Enviado ao Alf Mil Mário Beja Santos, SPM 3778, por sua mãe: "S. Pedro do Sul, 27/8/1969: Meu estimado e querido filho: Estou sem notícias tuas há uma semana. Mas possivelmente [há] atrasos na correspondência... De Lisboa, escrever-te-ei uma longa carta. Peço que rezes pelas minhas melhoras e que as águas produzam o seu efeito na minha saúde. Sigo com o Rudolfo para casa. Estive aqui 15 dias. Vês como é lindo, este sítio ? Muito tenho pensado em ti, meu querido filho. Como estarás de saúde ? (...).
Foto: © Beja Santos (2007). Direitos reservados.
Há entradas e saída no nosso contigente militar. Chegou o Benjamim Lopes da Costa que veio substituir o Paulo. O Benjamim será um camarada inesquecível, mesmo quando, cheio de sofrimento, lhe darei voz de prisão após uma emboscada em que ele perdeu a cabeça e me chamou assassino. Cimentámos uma grande amizade que durou até 1990, ano da sua morte num estúpido acidente. E leio, leio desalmadamente. Primeiro, o épico que é O Velho e o Mar, por Ernest Hemingway. Nunca me cansarei desta narrativa em que um velho marinheiro, de nome Santiago, lá para Cuba, persegue um espadarte com 5 metros de comprimento, ganhando a luta mas perdendo a carne da presa, devorada por tubarões. Luta metafórica da nossa vida, vitória sobre o silêncio e sobre a solidão no alto mar: "Mesmo no alto mar, um homem nunca está só", escreve Hemingway. O herói policial do escritor S. S. Van Dine é o fleumático, super chique e super intelectual Philo Vance. O romance que devorei em duas horas livres é A Série Sangrenta, a tragédia dos Greene, um clã de multimilionários de Nova Iorque que vão sendo abatidos em casa, contrariando toda a lógica, graças a um génio diabólico que se vai revelar impotente perante os dotes de análise desse investigador gastrófilo, amante de porcelanas chinesas, mestre de esgrima e profundo conhecedor da música renascentista. Estes livros suavizam as asperezas do barro do quotidiano, uma roda que não pára de dançar.

Registos contidos num conjunto de dados
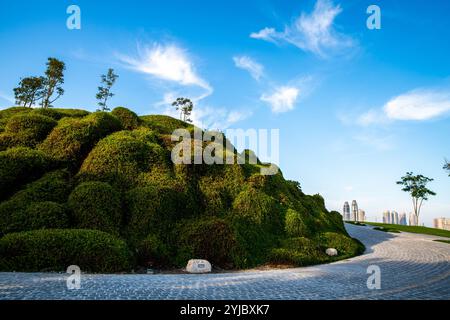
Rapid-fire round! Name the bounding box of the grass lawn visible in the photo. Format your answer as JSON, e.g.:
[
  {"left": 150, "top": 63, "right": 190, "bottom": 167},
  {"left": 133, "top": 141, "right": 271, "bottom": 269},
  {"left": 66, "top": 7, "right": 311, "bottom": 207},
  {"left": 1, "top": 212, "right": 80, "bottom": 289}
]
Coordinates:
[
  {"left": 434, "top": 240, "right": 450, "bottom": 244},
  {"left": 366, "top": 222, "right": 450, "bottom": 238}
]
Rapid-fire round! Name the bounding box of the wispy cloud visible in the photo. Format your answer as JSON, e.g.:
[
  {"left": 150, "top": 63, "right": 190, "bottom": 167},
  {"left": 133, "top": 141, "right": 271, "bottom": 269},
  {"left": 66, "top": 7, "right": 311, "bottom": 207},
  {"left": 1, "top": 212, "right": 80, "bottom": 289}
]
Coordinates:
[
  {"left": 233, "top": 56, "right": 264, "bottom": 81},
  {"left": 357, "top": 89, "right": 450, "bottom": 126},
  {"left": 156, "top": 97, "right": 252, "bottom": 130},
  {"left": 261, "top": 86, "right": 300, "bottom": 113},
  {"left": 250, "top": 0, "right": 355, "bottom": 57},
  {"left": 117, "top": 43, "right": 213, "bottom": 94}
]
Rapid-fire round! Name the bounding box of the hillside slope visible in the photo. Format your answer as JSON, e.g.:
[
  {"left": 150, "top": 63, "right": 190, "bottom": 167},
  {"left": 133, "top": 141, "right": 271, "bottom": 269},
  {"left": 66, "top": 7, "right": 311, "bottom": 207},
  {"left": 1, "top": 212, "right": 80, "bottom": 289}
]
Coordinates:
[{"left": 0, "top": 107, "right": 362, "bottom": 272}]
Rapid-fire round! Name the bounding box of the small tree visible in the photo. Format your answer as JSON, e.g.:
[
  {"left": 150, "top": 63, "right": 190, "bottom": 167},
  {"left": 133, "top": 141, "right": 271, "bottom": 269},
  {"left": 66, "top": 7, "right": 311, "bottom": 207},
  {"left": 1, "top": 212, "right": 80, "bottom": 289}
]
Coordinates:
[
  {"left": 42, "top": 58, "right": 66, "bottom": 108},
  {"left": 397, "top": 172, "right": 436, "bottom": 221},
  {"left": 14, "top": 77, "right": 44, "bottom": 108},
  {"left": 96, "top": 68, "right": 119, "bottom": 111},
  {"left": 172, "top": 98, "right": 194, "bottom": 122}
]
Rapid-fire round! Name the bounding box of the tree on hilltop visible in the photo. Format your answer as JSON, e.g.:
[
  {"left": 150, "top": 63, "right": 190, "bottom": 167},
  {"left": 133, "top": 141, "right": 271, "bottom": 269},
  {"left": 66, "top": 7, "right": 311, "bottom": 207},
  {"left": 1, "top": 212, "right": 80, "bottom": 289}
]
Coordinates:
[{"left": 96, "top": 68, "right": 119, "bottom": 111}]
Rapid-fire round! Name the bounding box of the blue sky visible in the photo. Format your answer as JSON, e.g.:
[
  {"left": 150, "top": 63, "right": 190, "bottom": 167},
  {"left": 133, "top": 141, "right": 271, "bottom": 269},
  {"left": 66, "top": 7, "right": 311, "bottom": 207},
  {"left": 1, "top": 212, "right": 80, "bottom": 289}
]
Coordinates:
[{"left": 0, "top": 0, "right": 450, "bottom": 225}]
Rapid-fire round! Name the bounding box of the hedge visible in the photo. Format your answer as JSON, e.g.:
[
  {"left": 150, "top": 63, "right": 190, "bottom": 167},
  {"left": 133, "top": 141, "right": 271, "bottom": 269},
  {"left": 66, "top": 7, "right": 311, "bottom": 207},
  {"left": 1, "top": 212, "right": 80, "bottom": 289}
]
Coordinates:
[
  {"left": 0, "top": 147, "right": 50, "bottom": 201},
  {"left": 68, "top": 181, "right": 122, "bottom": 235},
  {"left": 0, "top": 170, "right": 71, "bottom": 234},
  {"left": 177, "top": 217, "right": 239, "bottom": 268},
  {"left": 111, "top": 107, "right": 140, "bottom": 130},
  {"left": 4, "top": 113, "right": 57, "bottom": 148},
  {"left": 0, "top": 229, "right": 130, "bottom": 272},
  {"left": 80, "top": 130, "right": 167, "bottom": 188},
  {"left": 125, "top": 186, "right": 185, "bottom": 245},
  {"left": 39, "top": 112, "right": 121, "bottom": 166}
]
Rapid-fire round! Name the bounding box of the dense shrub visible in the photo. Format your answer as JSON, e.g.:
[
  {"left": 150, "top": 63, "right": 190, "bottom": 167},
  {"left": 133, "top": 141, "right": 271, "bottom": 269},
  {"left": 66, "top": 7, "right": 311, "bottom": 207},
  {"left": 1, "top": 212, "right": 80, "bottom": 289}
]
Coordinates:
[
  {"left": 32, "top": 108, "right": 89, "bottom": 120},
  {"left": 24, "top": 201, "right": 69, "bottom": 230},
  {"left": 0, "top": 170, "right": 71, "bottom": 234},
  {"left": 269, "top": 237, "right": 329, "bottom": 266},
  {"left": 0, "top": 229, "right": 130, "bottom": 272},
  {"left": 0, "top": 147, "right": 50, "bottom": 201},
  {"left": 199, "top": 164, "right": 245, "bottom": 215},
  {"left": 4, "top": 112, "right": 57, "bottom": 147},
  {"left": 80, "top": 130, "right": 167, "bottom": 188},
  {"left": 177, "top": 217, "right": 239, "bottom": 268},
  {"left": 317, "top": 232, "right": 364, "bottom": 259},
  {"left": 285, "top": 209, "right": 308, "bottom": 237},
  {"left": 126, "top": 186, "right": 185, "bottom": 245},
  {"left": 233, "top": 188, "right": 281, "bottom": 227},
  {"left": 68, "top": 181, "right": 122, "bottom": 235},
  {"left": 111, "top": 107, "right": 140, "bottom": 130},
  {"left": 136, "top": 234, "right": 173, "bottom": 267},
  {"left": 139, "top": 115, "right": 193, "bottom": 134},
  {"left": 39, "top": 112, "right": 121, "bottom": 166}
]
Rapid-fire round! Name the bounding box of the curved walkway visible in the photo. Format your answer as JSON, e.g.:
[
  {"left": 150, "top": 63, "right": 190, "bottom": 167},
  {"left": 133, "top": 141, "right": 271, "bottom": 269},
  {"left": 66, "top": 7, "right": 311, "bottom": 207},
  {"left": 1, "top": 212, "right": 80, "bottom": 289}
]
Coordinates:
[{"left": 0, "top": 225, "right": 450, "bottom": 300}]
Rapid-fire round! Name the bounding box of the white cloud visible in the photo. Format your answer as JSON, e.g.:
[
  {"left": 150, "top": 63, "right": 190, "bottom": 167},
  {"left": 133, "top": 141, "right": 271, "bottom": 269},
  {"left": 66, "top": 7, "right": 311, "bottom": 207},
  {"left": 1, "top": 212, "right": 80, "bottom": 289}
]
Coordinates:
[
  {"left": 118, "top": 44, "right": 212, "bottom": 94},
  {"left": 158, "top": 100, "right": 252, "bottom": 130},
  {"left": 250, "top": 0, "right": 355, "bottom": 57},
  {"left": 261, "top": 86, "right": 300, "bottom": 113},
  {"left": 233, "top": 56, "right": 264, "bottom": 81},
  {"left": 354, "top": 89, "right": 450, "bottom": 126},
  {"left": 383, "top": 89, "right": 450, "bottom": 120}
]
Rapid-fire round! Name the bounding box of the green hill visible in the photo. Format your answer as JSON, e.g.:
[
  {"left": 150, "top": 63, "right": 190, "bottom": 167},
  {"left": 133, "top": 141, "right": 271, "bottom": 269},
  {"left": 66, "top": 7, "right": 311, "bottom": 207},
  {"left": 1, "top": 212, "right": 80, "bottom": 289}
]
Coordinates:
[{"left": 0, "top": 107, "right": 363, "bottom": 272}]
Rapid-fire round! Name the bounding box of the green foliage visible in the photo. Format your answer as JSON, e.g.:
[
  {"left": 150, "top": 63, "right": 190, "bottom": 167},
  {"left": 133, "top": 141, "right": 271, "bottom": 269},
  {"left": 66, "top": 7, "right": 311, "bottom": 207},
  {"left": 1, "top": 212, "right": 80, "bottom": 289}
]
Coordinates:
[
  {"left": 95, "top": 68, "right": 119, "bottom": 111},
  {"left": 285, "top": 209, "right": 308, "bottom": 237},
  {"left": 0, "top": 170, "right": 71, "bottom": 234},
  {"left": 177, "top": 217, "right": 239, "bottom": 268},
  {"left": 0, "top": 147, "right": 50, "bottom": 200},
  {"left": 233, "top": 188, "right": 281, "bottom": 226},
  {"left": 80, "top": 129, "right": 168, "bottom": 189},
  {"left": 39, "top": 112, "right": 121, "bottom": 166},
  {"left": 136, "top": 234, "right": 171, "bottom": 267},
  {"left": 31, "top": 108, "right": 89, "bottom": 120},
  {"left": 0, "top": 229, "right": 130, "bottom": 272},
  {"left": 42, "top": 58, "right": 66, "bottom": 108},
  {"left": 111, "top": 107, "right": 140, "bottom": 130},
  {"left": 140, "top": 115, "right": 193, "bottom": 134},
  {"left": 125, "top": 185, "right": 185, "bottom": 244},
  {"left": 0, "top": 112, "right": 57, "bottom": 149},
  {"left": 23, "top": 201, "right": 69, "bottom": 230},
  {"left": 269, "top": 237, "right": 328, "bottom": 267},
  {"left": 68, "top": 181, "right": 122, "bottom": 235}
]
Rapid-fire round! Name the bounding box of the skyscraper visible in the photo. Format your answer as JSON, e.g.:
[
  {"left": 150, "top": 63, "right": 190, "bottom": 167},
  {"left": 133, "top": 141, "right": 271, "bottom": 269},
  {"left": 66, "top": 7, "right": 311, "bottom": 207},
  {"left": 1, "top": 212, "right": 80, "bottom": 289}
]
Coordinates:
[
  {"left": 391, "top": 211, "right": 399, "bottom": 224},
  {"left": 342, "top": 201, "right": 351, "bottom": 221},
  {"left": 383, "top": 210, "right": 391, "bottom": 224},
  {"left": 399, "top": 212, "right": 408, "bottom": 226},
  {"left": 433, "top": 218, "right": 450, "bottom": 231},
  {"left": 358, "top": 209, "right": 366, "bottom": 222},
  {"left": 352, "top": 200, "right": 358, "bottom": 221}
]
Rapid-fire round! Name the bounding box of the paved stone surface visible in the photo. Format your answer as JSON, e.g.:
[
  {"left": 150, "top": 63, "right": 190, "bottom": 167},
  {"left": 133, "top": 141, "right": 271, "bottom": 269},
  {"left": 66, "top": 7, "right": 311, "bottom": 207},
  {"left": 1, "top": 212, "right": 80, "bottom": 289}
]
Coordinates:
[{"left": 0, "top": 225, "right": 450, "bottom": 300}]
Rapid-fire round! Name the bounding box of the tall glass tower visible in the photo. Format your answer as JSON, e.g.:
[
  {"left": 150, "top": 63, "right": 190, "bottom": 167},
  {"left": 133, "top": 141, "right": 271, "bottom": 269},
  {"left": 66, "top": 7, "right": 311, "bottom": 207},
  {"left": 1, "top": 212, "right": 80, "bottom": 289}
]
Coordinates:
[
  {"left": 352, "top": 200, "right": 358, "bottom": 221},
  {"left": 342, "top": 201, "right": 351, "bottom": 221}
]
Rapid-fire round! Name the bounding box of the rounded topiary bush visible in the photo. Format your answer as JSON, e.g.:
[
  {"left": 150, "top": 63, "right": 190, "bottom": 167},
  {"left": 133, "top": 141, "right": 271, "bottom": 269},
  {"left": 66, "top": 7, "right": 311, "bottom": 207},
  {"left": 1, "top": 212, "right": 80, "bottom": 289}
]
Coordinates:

## [Tarefas e exercícios]
[A] Transcreva, do relato sobre a vida militar e as leituras, o trecho que começa em "Enviado ao Alf" e vai até "(2007). Direitos reservados.".
[B] Retome o relato sobre a vida militar e as leituras a partir da última frase apresentada.

## [Respostas]
[A]
Enviado ao Alf Mil Mário Beja Santos, SPM 3778, por sua mãe: "S. Pedro do Sul, 27/8/1969: Meu estimado e querido filho: Estou sem notícias tuas há uma semana. Mas possivelmente [há] atrasos na correspondência... De Lisboa, escrever-te-ei uma longa carta. Peço que rezes pelas minhas melhoras e que as águas produzam o seu efeito na minha saúde. Sigo com o Rudolfo para casa. Estive aqui 15 dias. Vês como é lindo, este sítio ? Muito tenho pensado em ti, meu querido filho. Como estarás de saúde ? (...).
Foto: © Beja Santos (2007). Direitos reservados.

[B]
Vem aí Fevereiro, mês em que vou ser punido, irei a Quebá Jilã donde traremos um prisioneiro, segue-se a tragédia da Anda Cá e temos por fim a Operação Fado Hilário, uma ida à base de Galoiel, salvo erro na companhia do Torcato Mendonça, e numa operação capitaneada por Laranjeira Henriques, de quem tenho saudades. Vamos então contar.
_______
Nota de L.G.:
(1) Vd. post de 25 de Janeiro de 2007 > Guiné 63/74 - P1461: Operação Macaréu à Vista (Beja Santos) (30): Spínola, o Homem Grande de Bissau, em Missirá
Foto: © Beja Santos (2007). Direitos reservados.
Texto enviado em 10 de Janeiro de 2007. Continuação das memórias do Mário Beja Santos (ex-alf mil, comandante do Pel Caç Nat 52, Missirá e Bambadinca, 1968/70) (1).
Caro Luís, aqui vai o texto da semana. Farei a referência a duas obras literárias que seguirão pelo correio, e confesso-te que são graficamente muito belas. Como igualmente faço referência aos bilhetes postais que a família e os entes queridos mandavam, tu farás o registo dos que entenderes. Se me permites alguma sugestão para fotografias, tens aí apontamentos sobre Missirá, seja os recentemente chegados por via do Luis Casanova seja daqueles que te tenho vindo enviar (por exemplo, a dar escola aos milícias). As minhas filhas descobriram uma fotografia a cores, quando eu ia a caminho do Xime para a Operação Meria Onça. Vou digitalizar-te e enviar-te para a semana. Recebe um grande abraço do Mário.
Aquelas abelhas eram sempre assassinas!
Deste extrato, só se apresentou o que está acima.